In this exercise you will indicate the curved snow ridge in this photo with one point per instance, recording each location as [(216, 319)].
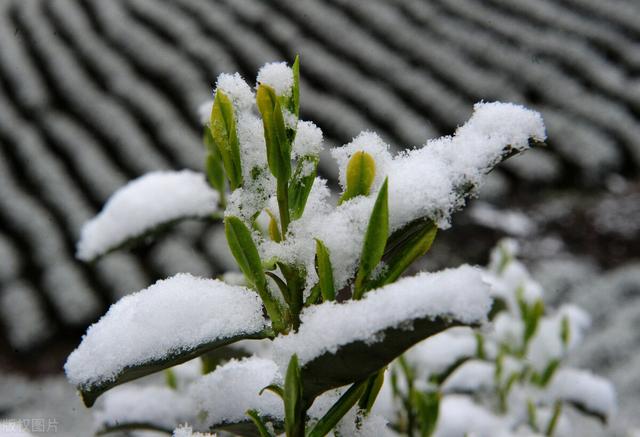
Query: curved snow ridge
[(458, 294), (143, 204), (175, 314), (233, 388)]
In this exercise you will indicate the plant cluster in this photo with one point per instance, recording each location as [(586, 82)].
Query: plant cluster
[(321, 307)]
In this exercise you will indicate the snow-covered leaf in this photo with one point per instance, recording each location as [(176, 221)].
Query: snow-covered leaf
[(166, 324), (338, 344), (143, 206)]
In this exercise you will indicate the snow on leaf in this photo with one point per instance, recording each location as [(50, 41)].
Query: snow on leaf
[(144, 204), (168, 323), (338, 344)]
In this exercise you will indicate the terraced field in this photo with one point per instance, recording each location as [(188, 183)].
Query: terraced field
[(94, 93)]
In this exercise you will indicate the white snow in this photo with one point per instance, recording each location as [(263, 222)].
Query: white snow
[(436, 354), (308, 141), (278, 75), (224, 395), (187, 431), (583, 387), (458, 294), (134, 404), (144, 203), (238, 91), (460, 416), (426, 182), (172, 315)]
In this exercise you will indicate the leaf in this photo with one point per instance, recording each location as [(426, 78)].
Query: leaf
[(278, 147), (246, 255), (94, 367), (338, 410), (225, 136), (361, 171), (427, 405), (359, 359), (301, 184), (375, 240), (259, 423), (293, 401), (325, 271), (399, 257)]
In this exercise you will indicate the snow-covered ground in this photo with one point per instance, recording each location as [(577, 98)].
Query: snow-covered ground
[(95, 93)]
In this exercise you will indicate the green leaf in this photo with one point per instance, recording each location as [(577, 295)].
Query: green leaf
[(361, 170), (357, 360), (170, 379), (91, 392), (259, 423), (375, 240), (293, 401), (338, 410), (273, 388), (213, 163), (301, 184), (374, 384), (278, 147), (427, 405), (225, 137), (325, 271), (399, 257), (246, 255)]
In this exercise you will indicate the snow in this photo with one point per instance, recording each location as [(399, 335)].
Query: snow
[(460, 416), (308, 141), (159, 406), (238, 91), (187, 431), (172, 315), (145, 203), (436, 354), (454, 293), (224, 395), (583, 387), (278, 75), (428, 182)]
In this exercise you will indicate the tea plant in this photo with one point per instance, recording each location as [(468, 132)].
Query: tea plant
[(511, 379), (321, 308)]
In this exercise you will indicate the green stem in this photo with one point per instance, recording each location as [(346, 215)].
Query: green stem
[(283, 205)]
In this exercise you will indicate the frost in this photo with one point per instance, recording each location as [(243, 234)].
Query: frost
[(455, 293), (596, 394), (143, 204), (237, 90), (159, 406), (172, 315), (278, 75), (229, 391), (308, 141)]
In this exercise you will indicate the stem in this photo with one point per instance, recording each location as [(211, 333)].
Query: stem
[(283, 205)]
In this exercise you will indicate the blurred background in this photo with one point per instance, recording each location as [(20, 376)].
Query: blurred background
[(95, 93)]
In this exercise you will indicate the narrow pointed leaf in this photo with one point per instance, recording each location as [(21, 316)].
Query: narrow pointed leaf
[(293, 402), (375, 240), (400, 257), (370, 394), (225, 136), (301, 184), (325, 272), (361, 171), (259, 423), (338, 410), (171, 322), (246, 255)]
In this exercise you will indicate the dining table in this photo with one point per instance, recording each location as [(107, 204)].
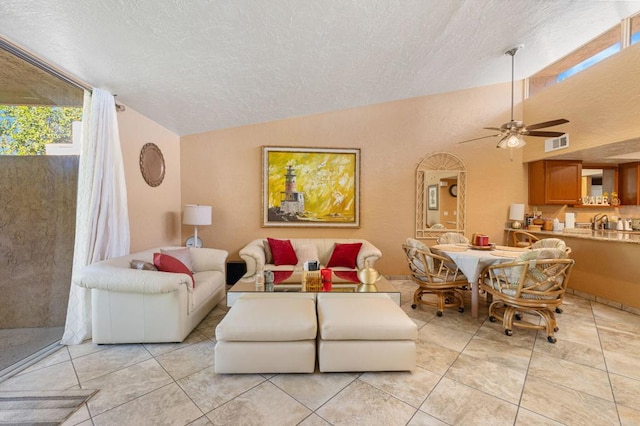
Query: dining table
[(471, 261)]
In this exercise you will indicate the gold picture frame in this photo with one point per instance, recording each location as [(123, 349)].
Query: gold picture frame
[(310, 187)]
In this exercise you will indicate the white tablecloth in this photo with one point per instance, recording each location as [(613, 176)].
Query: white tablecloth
[(471, 262)]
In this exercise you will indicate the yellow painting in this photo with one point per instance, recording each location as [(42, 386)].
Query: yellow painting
[(311, 186)]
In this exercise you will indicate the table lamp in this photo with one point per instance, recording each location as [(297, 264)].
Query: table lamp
[(196, 215), (516, 215)]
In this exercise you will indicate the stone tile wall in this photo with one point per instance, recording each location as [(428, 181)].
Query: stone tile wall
[(37, 227)]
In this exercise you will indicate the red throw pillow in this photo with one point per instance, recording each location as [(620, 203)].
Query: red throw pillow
[(283, 252), (166, 263), (344, 255)]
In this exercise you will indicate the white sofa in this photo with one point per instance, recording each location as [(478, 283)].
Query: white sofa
[(255, 257), (140, 306)]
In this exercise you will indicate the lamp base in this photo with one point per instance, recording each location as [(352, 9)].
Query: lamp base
[(194, 242), (367, 288)]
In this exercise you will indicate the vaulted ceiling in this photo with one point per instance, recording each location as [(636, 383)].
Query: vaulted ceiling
[(195, 66)]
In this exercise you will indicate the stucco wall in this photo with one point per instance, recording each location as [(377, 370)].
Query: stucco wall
[(154, 212), (223, 168)]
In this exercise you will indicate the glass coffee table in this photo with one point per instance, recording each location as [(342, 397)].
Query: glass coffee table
[(291, 282)]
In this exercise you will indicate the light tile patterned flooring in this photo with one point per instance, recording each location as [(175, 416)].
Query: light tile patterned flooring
[(468, 373)]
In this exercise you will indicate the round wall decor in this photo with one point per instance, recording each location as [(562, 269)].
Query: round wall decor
[(152, 164)]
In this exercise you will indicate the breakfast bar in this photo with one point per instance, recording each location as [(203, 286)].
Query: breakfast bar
[(606, 268)]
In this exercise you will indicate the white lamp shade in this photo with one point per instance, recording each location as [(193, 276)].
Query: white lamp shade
[(196, 215), (516, 212)]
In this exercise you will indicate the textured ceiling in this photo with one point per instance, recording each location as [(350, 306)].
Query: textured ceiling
[(200, 65)]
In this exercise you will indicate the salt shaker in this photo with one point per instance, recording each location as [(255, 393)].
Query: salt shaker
[(259, 281), (268, 280)]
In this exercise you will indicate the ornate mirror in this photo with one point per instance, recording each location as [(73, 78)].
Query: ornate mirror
[(441, 181), (152, 164)]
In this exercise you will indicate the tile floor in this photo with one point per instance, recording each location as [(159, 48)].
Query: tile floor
[(468, 373)]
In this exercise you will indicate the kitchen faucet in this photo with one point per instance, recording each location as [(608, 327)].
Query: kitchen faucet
[(600, 221)]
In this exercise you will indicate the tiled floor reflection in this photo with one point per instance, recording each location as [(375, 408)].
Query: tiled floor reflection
[(468, 372)]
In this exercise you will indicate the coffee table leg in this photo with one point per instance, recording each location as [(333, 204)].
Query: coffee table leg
[(474, 299)]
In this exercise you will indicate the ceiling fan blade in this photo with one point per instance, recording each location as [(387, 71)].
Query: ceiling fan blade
[(544, 134), (547, 124), (482, 137)]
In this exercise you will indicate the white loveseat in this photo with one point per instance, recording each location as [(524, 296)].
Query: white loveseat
[(254, 253), (140, 306)]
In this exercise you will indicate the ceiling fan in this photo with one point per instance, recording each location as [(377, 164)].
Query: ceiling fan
[(511, 133)]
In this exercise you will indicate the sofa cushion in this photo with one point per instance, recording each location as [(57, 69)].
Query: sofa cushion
[(283, 252), (344, 255), (143, 265), (182, 254), (268, 257), (166, 263)]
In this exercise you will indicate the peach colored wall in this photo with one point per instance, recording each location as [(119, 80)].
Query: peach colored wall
[(223, 168), (154, 212), (601, 103)]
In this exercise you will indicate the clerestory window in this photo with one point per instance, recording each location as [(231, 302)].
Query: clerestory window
[(40, 110)]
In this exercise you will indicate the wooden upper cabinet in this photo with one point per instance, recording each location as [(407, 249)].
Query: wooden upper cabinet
[(555, 182), (628, 179)]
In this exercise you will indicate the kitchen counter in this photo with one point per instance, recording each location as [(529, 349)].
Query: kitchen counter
[(609, 235), (606, 268)]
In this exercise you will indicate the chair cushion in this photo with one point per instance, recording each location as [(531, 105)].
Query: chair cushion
[(411, 242)]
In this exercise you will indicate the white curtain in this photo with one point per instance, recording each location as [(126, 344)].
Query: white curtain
[(102, 220)]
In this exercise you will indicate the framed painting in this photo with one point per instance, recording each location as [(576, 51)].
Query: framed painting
[(310, 187), (432, 197)]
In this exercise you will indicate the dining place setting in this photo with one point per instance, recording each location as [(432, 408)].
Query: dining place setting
[(472, 256)]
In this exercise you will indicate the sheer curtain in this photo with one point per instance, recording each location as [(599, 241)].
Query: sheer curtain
[(102, 221)]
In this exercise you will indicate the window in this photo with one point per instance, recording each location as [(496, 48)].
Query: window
[(591, 53), (635, 29), (37, 106)]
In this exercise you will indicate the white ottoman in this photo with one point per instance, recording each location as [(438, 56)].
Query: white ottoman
[(268, 334), (364, 332)]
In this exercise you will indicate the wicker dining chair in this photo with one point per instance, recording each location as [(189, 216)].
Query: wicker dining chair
[(523, 239), (434, 277), (552, 243), (535, 283)]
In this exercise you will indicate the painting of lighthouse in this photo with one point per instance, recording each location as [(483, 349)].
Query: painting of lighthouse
[(311, 187)]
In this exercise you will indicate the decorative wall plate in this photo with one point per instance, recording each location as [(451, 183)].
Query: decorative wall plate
[(152, 164)]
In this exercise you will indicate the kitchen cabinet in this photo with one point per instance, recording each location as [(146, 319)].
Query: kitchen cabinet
[(628, 179), (555, 182)]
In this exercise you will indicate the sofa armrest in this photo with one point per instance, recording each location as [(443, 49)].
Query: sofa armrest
[(208, 259), (368, 255), (254, 256), (115, 278)]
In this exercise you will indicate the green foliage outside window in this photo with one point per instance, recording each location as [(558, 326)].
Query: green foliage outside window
[(25, 130)]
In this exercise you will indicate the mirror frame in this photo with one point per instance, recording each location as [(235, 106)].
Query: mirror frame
[(439, 161)]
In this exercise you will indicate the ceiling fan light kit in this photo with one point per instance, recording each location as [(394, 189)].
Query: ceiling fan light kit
[(512, 133)]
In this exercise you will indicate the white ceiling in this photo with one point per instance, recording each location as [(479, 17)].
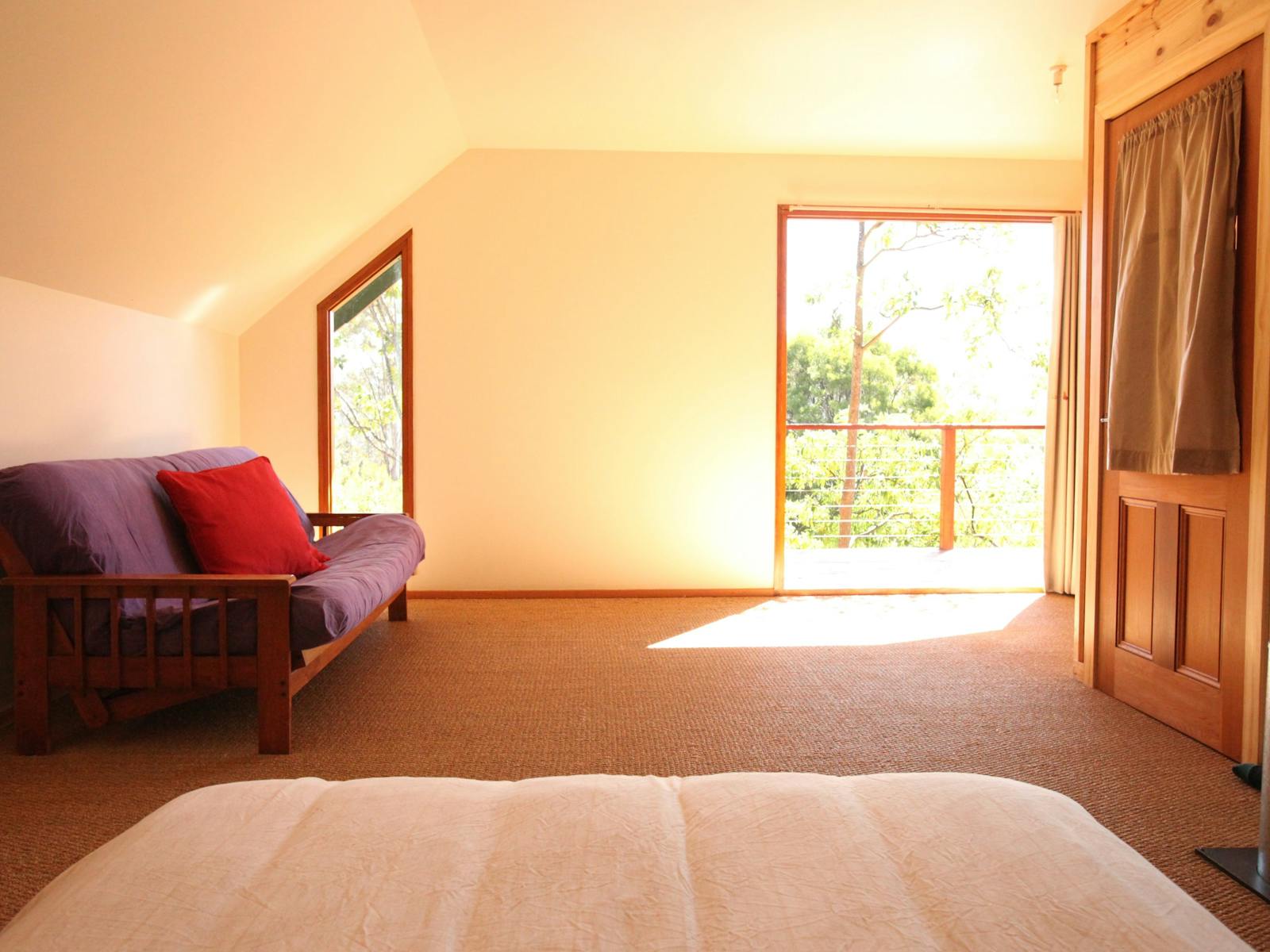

· · ·

**Problem requirements:**
For this exercise, output exactly the lines above from the line with "In this exercise you will indicate the white loveseat" to the line with "In this exercise you will indicate the peach", counting both, and leave out the rest.

**Exercise answer:**
In this exercise you will indicate the white loveseat in this photo with one point per instance, recording each location as [(524, 296)].
Query: white loveseat
[(254, 253), (140, 306)]
In this exercise you will indicate the ceiling fan in this photo with one point per instance, recording each location as [(377, 164)].
Query: ceiling fan
[(511, 133)]
In this exercise you will indicate the sofa cushion in this photo with one point per instance, recording each location as [(57, 69)].
Query: sofa cushion
[(283, 252), (344, 255), (143, 265), (182, 254), (268, 257), (166, 263)]
In this exercise you will indicate the peach colored wall in this photo with one point per instance, recording each location as [(119, 80)].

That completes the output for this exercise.